* _WHAT THE TASK REQUIRES_: In the listing below, turn the lines between the one containing "Where can you see the stone church" and the one containing "column 272, row 232", both included, into a numbered list, leaving out any blank lines.

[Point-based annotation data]
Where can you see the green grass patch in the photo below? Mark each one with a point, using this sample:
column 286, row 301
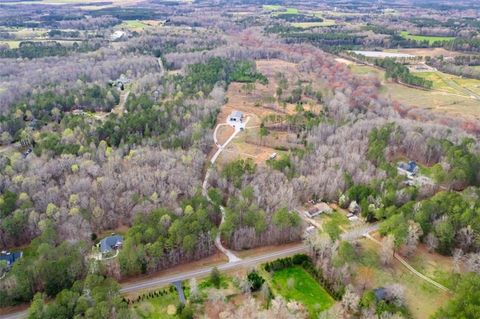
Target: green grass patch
column 304, row 289
column 430, row 39
column 134, row 24
column 157, row 308
column 307, row 25
column 286, row 11
column 272, row 7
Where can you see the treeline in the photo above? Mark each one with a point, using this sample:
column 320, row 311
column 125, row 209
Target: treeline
column 330, row 41
column 247, row 226
column 396, row 71
column 306, row 263
column 461, row 66
column 38, row 109
column 400, row 72
column 296, row 17
column 448, row 221
column 167, row 121
column 95, row 296
column 162, row 239
column 32, row 50
column 50, row 266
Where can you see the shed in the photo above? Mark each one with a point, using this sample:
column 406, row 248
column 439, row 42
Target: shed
column 10, row 257
column 354, row 208
column 380, row 293
column 318, row 209
column 110, row 243
column 236, row 116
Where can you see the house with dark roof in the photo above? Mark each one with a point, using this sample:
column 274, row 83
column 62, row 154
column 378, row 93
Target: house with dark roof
column 111, row 243
column 318, row 209
column 410, row 168
column 10, row 257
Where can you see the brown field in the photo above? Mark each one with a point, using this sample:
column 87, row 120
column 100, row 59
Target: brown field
column 257, row 103
column 444, row 100
column 422, row 299
column 427, row 52
column 223, row 133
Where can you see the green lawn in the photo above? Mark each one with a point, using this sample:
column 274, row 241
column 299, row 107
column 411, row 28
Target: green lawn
column 430, row 39
column 305, row 289
column 156, row 308
column 272, row 7
column 134, row 24
column 307, row 25
column 422, row 299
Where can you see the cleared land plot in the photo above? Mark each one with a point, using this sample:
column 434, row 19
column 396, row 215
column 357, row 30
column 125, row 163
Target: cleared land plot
column 430, row 39
column 455, row 104
column 381, row 54
column 433, row 52
column 163, row 307
column 297, row 284
column 15, row 44
column 272, row 7
column 135, row 25
column 451, row 83
column 422, row 299
column 307, row 25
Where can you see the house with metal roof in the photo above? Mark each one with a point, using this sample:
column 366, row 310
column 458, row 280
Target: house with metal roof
column 236, row 116
column 10, row 257
column 110, row 243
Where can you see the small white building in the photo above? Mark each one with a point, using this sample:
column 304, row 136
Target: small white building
column 318, row 209
column 236, row 117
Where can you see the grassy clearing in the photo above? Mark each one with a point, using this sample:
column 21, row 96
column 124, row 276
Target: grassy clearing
column 285, row 11
column 15, row 44
column 307, row 25
column 272, row 7
column 430, row 39
column 422, row 299
column 158, row 308
column 458, row 103
column 297, row 284
column 134, row 24
column 452, row 83
column 12, row 44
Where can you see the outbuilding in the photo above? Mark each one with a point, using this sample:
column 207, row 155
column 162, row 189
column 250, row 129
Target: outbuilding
column 10, row 257
column 110, row 243
column 318, row 209
column 236, row 117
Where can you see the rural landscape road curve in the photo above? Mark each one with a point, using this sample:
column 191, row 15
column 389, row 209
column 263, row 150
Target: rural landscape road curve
column 201, row 272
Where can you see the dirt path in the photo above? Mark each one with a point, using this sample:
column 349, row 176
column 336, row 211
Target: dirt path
column 409, row 267
column 218, row 242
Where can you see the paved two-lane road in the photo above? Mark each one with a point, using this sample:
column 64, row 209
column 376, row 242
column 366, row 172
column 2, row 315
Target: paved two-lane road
column 201, row 272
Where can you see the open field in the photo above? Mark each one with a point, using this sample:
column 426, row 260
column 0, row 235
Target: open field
column 257, row 103
column 422, row 299
column 455, row 103
column 134, row 25
column 307, row 25
column 433, row 52
column 163, row 307
column 16, row 43
column 272, row 7
column 452, row 83
column 297, row 284
column 381, row 54
column 430, row 39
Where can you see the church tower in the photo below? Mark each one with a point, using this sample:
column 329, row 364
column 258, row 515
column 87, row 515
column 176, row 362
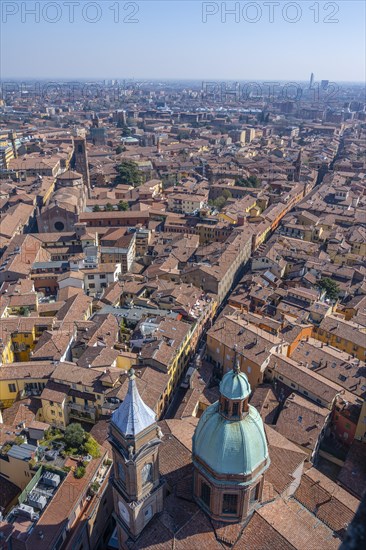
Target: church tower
column 230, row 453
column 81, row 161
column 137, row 487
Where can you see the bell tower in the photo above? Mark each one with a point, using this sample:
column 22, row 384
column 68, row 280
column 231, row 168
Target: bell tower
column 137, row 487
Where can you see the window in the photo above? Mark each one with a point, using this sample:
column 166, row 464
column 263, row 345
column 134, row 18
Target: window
column 226, row 406
column 147, row 514
column 254, row 494
column 205, row 494
column 146, row 474
column 229, row 504
column 121, row 473
column 59, row 226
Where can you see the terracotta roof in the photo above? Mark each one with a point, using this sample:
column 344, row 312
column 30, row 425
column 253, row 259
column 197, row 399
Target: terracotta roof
column 326, row 500
column 260, row 535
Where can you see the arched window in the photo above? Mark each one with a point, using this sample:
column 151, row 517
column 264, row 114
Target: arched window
column 230, row 504
column 121, row 473
column 146, row 474
column 205, row 494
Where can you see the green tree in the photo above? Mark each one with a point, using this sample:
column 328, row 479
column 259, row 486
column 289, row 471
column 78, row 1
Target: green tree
column 241, row 182
column 79, row 472
column 128, row 173
column 126, row 132
column 331, row 288
column 122, row 205
column 91, row 447
column 226, row 194
column 74, row 436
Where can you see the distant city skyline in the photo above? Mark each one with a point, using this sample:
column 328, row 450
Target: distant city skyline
column 189, row 40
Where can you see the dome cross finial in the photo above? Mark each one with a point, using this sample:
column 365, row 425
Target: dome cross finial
column 236, row 367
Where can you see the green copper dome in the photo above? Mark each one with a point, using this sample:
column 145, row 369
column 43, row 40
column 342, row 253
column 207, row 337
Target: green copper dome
column 235, row 385
column 230, row 447
column 231, row 444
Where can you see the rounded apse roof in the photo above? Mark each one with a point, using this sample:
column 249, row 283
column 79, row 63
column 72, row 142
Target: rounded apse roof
column 235, row 385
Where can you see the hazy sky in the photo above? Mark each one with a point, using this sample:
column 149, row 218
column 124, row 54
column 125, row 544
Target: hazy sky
column 183, row 39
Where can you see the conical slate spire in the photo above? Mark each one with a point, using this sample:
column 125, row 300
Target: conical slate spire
column 133, row 416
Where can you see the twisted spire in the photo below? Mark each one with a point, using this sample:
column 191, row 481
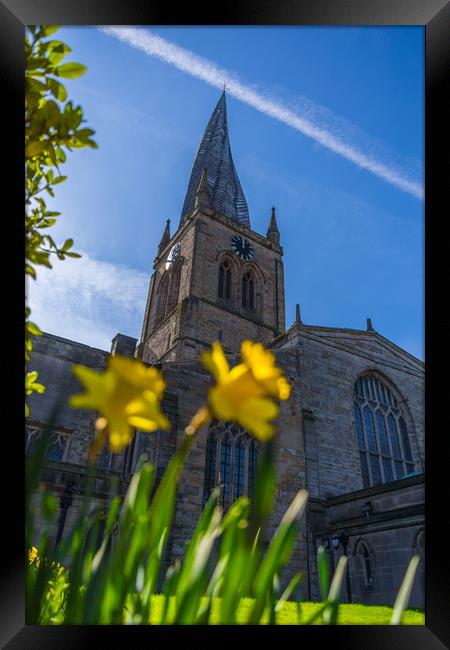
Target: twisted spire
column 214, row 153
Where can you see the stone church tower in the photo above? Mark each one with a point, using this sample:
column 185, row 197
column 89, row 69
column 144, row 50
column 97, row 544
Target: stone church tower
column 214, row 278
column 352, row 432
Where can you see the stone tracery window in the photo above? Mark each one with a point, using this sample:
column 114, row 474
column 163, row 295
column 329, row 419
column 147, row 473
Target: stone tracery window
column 383, row 441
column 248, row 291
column 364, row 554
column 224, row 289
column 231, row 461
column 174, row 288
column 162, row 299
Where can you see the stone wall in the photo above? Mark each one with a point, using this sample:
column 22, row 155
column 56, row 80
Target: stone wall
column 201, row 316
column 329, row 362
column 387, row 520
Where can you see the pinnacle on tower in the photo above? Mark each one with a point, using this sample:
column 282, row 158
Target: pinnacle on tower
column 203, row 195
column 214, row 153
column 165, row 239
column 272, row 232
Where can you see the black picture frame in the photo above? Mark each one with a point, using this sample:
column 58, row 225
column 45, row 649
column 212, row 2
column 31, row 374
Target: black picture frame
column 434, row 15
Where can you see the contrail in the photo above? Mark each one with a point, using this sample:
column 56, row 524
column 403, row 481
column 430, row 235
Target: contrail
column 201, row 68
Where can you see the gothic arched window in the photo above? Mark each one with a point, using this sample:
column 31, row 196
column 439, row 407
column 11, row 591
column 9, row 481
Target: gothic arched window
column 162, row 299
column 174, row 288
column 231, row 461
column 364, row 554
column 224, row 290
column 384, row 448
column 248, row 292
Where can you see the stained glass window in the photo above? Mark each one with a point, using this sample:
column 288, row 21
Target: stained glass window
column 231, row 461
column 384, row 447
column 224, row 290
column 248, row 291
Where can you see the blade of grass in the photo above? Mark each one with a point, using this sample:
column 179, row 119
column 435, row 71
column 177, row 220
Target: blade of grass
column 331, row 612
column 401, row 602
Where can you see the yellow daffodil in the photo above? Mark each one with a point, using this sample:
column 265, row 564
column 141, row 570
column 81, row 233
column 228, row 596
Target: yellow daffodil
column 243, row 394
column 127, row 395
column 33, row 555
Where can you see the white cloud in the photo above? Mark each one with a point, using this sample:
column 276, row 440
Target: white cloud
column 299, row 113
column 88, row 300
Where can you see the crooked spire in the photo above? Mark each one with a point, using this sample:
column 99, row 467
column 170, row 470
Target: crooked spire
column 272, row 231
column 165, row 239
column 214, row 154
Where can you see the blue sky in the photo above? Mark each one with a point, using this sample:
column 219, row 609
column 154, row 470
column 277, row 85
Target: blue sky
column 353, row 237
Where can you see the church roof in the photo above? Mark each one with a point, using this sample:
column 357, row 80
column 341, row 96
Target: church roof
column 214, row 155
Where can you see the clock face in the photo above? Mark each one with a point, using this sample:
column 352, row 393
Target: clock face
column 242, row 248
column 174, row 253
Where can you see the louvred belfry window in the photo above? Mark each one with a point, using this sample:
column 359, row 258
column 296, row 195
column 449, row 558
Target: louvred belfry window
column 383, row 441
column 248, row 292
column 224, row 290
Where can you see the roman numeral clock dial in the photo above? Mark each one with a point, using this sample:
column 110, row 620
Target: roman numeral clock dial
column 242, row 248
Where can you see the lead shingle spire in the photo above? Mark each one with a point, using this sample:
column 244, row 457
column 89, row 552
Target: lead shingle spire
column 214, row 154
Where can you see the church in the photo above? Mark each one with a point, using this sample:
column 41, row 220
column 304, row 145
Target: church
column 352, row 432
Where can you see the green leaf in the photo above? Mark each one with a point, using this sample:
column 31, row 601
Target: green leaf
column 35, row 84
column 35, row 148
column 59, row 179
column 32, row 328
column 324, row 572
column 57, row 89
column 48, row 30
column 70, row 70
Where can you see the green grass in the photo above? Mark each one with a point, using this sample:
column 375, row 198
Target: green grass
column 289, row 613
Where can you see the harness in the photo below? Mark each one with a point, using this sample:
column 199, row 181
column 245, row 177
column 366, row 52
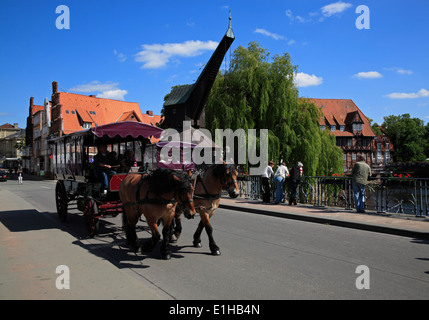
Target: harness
column 207, row 195
column 211, row 196
column 146, row 199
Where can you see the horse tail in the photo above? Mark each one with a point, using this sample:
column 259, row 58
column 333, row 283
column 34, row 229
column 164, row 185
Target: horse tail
column 124, row 219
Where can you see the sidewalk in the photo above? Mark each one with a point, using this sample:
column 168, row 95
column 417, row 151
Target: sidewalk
column 407, row 226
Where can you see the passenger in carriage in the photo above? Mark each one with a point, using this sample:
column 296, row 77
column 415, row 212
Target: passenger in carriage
column 130, row 160
column 103, row 167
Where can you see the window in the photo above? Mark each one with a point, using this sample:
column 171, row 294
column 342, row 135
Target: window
column 387, row 157
column 86, row 125
column 357, row 127
column 349, row 142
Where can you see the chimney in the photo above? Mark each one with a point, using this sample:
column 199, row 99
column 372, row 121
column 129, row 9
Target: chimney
column 54, row 87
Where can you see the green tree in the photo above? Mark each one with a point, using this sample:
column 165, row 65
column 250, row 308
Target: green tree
column 407, row 135
column 258, row 92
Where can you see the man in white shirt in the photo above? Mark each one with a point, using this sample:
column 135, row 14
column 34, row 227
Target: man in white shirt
column 281, row 173
column 266, row 175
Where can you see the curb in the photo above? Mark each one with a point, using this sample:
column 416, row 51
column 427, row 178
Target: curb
column 333, row 222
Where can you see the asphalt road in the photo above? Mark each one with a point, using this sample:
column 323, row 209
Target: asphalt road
column 262, row 258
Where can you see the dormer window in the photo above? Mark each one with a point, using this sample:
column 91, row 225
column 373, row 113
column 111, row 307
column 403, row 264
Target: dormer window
column 86, row 125
column 357, row 127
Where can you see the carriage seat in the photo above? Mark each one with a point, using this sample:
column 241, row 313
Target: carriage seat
column 115, row 181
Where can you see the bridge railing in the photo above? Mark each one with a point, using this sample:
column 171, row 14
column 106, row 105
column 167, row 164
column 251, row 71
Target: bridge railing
column 384, row 195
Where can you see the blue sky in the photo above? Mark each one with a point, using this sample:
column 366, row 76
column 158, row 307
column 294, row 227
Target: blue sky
column 137, row 50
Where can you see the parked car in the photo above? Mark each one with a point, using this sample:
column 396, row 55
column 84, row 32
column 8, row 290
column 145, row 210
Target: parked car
column 3, row 174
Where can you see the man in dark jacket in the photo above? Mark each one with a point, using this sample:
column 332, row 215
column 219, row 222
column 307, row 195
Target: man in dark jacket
column 360, row 174
column 295, row 179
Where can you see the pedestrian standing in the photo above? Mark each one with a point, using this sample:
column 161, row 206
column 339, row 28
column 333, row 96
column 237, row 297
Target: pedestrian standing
column 279, row 177
column 360, row 173
column 266, row 175
column 295, row 179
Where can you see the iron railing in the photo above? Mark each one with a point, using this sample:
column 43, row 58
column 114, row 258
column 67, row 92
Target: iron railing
column 383, row 195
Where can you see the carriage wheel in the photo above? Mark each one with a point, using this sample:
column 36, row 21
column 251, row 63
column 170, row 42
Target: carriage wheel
column 89, row 212
column 61, row 201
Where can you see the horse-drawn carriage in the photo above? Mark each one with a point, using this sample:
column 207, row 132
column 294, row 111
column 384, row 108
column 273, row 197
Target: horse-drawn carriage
column 77, row 182
column 156, row 195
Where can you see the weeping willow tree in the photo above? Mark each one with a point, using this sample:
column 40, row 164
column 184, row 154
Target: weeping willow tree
column 259, row 93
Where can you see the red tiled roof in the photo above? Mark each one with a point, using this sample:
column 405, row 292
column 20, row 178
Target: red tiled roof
column 98, row 111
column 342, row 112
column 37, row 108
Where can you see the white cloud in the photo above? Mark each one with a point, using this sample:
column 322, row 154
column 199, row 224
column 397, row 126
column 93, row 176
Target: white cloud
column 305, row 80
column 319, row 15
column 368, row 75
column 335, row 8
column 422, row 93
column 275, row 36
column 108, row 90
column 155, row 56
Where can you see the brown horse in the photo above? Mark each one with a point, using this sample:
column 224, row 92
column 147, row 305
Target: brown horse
column 155, row 196
column 208, row 188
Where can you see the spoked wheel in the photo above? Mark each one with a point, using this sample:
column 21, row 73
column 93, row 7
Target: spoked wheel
column 90, row 212
column 61, row 201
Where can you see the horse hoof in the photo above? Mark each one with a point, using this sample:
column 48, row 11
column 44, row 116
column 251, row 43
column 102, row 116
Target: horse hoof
column 147, row 247
column 166, row 256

* _SOLUTION_:
1. Where can you see the stone church tower in the photo above? Mark each one with a point, using this sample:
2. column 185, row 197
3. column 89, row 69
4. column 144, row 50
5. column 97, row 544
6. Target: stone church tower
7. column 214, row 278
8. column 352, row 432
9. Where can you see the stone tracery window in the photo above? Mark each one with a point, using this sample:
10. column 114, row 474
11. column 163, row 295
12. column 329, row 419
13. column 147, row 473
14. Target: stone tracery window
15. column 383, row 441
16. column 248, row 291
17. column 364, row 554
18. column 224, row 289
19. column 231, row 461
20. column 174, row 288
21. column 162, row 299
22. Where can you see the stone wall in the photo above? Mark each one with a point, using this sample:
23. column 22, row 155
24. column 56, row 80
25. Target: stone wall
26. column 201, row 316
27. column 329, row 362
28. column 387, row 520
29. Where can you see the pinnacle on tower in the photo above? Mark each one with a point, using this sample:
30. column 282, row 158
31. Target: pinnacle on tower
32. column 203, row 195
33. column 214, row 153
34. column 165, row 239
35. column 272, row 232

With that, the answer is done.